WHAT YOU WILL DO -
1. Please sum up the church news roundup in two sentences.
2. In the church news roundup, who will Rachel Walker and Duncan Logie travel by train with?
3. Set down everything in the church news roundup from "The Courier's story" down to "holding Sunday service.".

READING TEXT -
Church in the news

The latest news on The Church of Scotland's work, events and activities from external media outlets.

Wednesday 25 November, 2015

BBC's Newsnight produced an 8 minute segment on climate change and the Paris summit that shows why we can be hopeful that our actions will help. When you have 8 minutes to spare Newsnight's Climate Change report is well worth watching.

The Courier's story 'Defiant campaigner goes ahead with eco message' reports on Rachel Walker, who is heading to Paris this week with the climate baton. Rachel is one of two representatives from the Church of Scotland National Youth Assembly. Rachel and fellow youth rep Duncan Logie will travel by train with Church of Scotland climate change officer Adrian Shaw, courtesy of Virgin. (print p15)

The Courier also covered a group of 31 pupils from Perth High who narrowly missed being locked down in Brussels after visiting the day before. The paper quotes Brussels-based Church of Scotland minister rev Andrew Gardener, formerly of the High Kirk in Dundee, saying the security crisis had stopped him from holding Sunday service.

"It made no sense to gather people together for Christian worship, when public gatherings were being discouraged, public transport disrupted and those coming into city were feeling anxious.

"It was a strange Sunday." (print p15)

Jim Holland, the editor of the Carluke Gazette, writes about the Paris terror attacks and quotes the Moderator saying,

"Rev. Dr Angus Morrison, said it was 'impossible to comprehend the mindset that leads people to perpetrate such indiscriminate barbarity against their fellow human beings.'

"In a poignant tribute the moderator said: 'My heart - and I speak for us all in the Church of Scotland - goes out in deepest sympathy to all who have lost family members and friends and to those who have been injured in this atrocity.'

"Sentiments shared by the vast majority of people the length and breadth of the country and beyond." (print p20)

The editorial also appears in the Kirkintilloch Herald, and the Milngavie and Bearsden Herald.

The East Lothian News reports that a site in Aberlady owned by the Church of Scotland will bring the area's Anglo-Saxon past to life.

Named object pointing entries
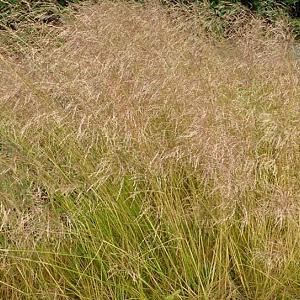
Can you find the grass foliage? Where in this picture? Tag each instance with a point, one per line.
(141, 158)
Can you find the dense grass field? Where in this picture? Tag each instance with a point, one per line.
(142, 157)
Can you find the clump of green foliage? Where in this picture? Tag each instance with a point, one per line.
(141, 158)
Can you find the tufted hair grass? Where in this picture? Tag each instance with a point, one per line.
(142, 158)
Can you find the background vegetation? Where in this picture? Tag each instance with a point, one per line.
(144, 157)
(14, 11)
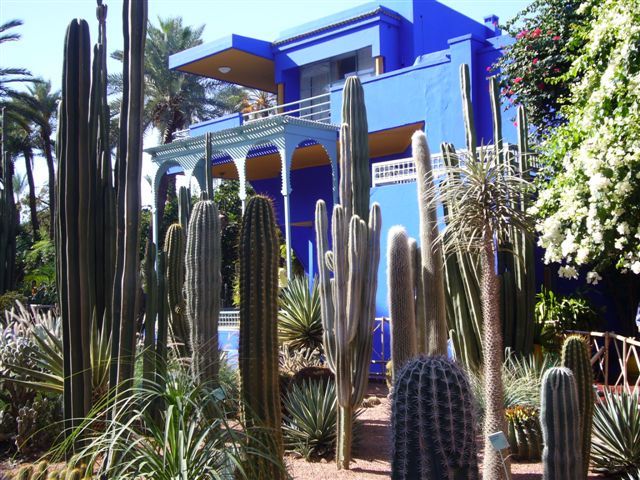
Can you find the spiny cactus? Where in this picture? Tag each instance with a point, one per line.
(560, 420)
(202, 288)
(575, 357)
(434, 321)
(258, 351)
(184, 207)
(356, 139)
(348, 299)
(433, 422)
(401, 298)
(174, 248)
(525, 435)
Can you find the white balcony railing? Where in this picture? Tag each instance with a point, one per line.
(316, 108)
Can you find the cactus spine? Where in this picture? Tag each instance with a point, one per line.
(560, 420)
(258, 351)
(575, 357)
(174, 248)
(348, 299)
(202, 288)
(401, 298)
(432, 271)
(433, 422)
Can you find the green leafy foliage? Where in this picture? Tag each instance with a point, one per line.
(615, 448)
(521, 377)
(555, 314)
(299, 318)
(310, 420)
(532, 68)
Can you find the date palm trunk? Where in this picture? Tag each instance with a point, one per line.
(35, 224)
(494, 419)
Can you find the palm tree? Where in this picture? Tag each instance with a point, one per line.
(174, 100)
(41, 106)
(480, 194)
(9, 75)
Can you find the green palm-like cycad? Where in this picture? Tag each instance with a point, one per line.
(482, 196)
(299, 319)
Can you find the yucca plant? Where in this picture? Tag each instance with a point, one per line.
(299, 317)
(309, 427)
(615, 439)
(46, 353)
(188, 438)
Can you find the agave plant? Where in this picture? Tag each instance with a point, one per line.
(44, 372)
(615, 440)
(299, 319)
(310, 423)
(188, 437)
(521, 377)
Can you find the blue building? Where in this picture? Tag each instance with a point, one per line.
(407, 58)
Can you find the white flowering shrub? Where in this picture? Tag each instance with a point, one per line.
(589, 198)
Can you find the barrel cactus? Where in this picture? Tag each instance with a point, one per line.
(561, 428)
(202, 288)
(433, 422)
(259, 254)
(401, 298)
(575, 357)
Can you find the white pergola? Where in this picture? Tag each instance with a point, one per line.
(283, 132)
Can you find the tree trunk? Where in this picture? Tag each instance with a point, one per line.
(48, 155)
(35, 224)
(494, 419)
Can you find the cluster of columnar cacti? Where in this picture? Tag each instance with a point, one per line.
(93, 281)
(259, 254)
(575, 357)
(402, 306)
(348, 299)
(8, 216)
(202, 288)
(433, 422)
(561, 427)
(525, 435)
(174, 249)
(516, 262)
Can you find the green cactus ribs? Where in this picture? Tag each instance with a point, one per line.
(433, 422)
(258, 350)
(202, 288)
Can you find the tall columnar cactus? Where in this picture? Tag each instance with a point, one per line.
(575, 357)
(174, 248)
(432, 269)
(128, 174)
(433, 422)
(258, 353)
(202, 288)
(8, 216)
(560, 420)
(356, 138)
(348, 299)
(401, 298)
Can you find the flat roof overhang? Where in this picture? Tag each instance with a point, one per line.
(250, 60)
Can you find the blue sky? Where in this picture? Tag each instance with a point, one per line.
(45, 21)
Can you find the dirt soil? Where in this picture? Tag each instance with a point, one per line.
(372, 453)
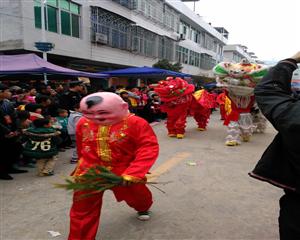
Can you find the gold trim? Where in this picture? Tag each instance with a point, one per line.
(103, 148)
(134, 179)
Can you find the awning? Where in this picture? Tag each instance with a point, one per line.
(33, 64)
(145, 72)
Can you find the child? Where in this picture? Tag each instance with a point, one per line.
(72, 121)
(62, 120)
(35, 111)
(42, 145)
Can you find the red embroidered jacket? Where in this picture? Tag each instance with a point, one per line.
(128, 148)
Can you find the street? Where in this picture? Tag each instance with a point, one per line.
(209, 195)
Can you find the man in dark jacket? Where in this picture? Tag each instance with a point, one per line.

ANSWERS TO THE PROBLEMS -
1. The church news roundup, dated 25 November 2015, collects media coverage of the Church of Scotland, including The Courier's reports on youth representative Rachel Walker heading to Paris with the climate baton and on a Brussels-based minister whom the security crisis stopped from holding Sunday service. It also notes an editorial quoting the Moderator's sympathy after the Paris terror attacks and an East Lothian News report that a Church-owned site in Aberlady will bring the area's Anglo-Saxon past to life.

2. Church of Scotland climate change officer Adrian Shaw.

3.
The Courier's story 'Defiant campaigner goes ahead with eco message' reports on Rachel Walker, who is heading to Paris this week with the climate baton. Rachel is one of two representatives from the Church of Scotland National Youth Assembly. Rachel and fellow youth rep Duncan Logie will travel by train with Church of Scotland climate change officer Adrian Shaw, courtesy of Virgin. (print p15)

The Courier also covered a group of 31 pupils from Perth High who narrowly missed being locked down in Brussels after visiting the day before. The paper quotes Brussels-based Church of Scotland minister rev Andrew Gardener, formerly of the High Kirk in Dundee, saying the security crisis had stopped him from holding Sunday service.